[Dataset lines on where objects appear]
----

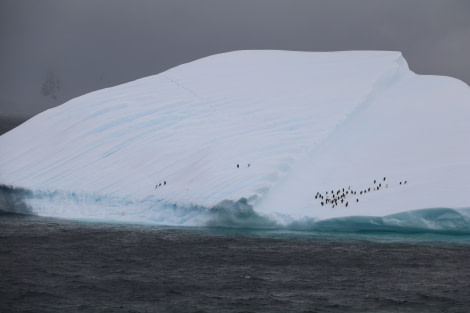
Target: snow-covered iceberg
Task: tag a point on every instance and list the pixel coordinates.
(254, 139)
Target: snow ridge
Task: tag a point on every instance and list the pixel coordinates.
(296, 123)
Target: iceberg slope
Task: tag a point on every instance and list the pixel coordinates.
(298, 125)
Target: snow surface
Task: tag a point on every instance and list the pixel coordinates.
(306, 122)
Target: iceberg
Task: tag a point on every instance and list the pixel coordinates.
(263, 139)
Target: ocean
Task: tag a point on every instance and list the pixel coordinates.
(57, 265)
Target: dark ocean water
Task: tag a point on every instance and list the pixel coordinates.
(53, 265)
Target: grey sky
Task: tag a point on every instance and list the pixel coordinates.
(52, 51)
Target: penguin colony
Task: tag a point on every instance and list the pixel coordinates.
(343, 196)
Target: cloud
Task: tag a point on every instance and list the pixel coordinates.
(89, 45)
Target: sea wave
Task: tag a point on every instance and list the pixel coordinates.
(228, 214)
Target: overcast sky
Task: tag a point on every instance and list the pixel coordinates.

----

To be done
Rewrite every line from the one with "Target: grey sky" through the end of the lines, keeping each request as it is, but increase every pixel coordinate in the answers by 103.

Task result
Target: grey sky
Task: tag a point on every instance and list the pixel coordinates.
(155, 154)
Target: penguin colony
Task: tag a point on every instance and list the pixel coordinates.
(446, 299)
Target: cloud
Task: tag a point on every instance and list the pixel coordinates.
(192, 148)
Target: sea wave
Task: tag a point on every instance and list the pixel coordinates.
(331, 317)
Target: overcast sky
Task: tag a point on every instance and list the pixel coordinates.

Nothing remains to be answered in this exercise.